Tasks for this exercise ▸
**a.** In the text about The Play That Goes Wrong, restate the part starting with "The Play That" and going on through "Polytechnic Drama Society.", swapping "amateur theatre company" for "student drama group".
**b.** Answer these from the text about The Play That Goes Wrong:
(i) What award did the play win in 2015?
(ii) What is the name of the amateur company that puts on the murder mystery in the play?
(iii) Who directed and translated the Malmö production?
**c.** Pick up the text about The Play That Goes Wrong after its last sentence and keep writing.

Text excerpt ▸
+ + + +

The Play That Goes Wrong, by Henry Lewis, Jonathan Sayer, and Henry Shields of the UK’s Mischief Theatre Company, has been translated into more than 20 languages since it won Best New Comedy at the 2015 Laurence Olivier Awards. 
 
The farce purports to be a 1920s murder mystery put on by the amateur theatre company, the Cornley Polytechnic Drama Society. 
 
“Everything that can go wrong... does!” the play’s British website declares. “The accident-prone thespians battle against all odds to make it through to their final curtain call, with hilarious consequences!” 
 
The Malmö production's director and translator Sven Melander is promoting it in Sweden as “what would happen if Monty Python put on an Agatha Christie murder mystery”, and “a combination of Fawlty Towers and Papphammar [a Swedish 1980s comedy]”.

+ + + +

Dataset records ▸
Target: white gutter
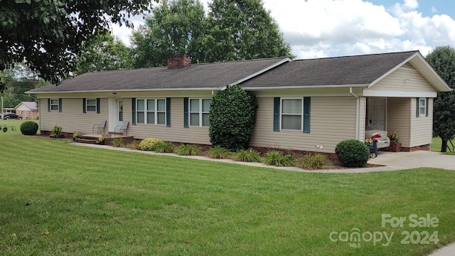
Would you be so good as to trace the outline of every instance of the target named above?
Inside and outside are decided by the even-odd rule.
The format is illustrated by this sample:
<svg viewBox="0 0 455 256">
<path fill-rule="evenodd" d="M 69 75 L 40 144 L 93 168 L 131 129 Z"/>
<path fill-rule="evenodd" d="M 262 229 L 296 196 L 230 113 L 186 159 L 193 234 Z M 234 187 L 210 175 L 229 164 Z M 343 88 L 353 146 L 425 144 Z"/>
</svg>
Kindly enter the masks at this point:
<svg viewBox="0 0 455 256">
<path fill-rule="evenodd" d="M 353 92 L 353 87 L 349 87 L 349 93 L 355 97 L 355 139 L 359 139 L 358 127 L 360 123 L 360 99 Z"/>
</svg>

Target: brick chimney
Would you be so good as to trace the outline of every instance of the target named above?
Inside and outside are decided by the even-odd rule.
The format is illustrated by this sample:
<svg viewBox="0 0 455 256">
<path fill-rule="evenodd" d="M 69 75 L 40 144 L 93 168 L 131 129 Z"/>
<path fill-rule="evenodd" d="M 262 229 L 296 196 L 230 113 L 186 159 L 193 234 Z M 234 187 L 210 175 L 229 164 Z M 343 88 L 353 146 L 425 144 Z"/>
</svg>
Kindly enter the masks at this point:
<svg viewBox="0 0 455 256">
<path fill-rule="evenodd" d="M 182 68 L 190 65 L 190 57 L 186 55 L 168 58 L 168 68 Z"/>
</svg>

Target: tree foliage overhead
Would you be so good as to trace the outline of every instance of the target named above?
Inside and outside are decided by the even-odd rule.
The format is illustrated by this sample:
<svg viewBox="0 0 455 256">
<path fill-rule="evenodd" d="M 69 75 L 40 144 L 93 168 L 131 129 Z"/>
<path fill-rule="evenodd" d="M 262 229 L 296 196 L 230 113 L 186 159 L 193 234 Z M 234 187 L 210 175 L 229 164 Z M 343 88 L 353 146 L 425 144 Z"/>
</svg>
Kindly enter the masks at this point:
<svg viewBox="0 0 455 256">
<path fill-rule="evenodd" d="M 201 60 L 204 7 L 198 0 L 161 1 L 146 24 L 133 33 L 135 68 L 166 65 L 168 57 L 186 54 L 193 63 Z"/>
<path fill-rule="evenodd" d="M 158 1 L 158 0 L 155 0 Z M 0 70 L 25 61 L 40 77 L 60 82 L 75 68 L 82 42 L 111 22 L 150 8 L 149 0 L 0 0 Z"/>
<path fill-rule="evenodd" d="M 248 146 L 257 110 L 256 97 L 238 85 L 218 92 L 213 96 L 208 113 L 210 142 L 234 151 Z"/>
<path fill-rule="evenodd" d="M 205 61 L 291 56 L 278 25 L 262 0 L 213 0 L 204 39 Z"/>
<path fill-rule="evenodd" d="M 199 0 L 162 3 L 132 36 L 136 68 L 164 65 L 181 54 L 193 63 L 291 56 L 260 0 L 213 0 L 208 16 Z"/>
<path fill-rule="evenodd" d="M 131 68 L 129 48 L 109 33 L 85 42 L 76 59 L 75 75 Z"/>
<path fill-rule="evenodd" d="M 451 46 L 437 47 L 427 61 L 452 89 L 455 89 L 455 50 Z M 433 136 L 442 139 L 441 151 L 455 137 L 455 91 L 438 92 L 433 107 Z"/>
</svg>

+ + + +

Written answers ▸
**a.**
The Play That Goes Wrong, by Henry Lewis, Jonathan Sayer, and Henry Shields of the UK’s Mischief Theatre Company, has been translated into more than 20 languages since it won Best New Comedy at the 2015 Laurence Olivier Awards. 
 
The farce purports to be a 1920s murder mystery put on by the student drama group, the Cornley Polytechnic Drama Society.

**b.**
(i) Best New Comedy at the 2015 Laurence Olivier Awards
(ii) The Cornley Polytechnic Drama Society
(iii) Sven Melander

**c.**
 
Löfmark said he had seen the play twice in London before discovering that he would take part in a production of it, and has seen it twice again since. He said that he expected it to go down well in Malmö. 
 
“Especially in the south of Sweden, we have the same sense of humour as the Brits, and this play is extremely funny."
 
He said he did not know Olsson saw the funny side of the injury, but confirmed that he would perform the risky stage fall once again during the opening night at Malmö’s Nöjesteatern by Folkets Park.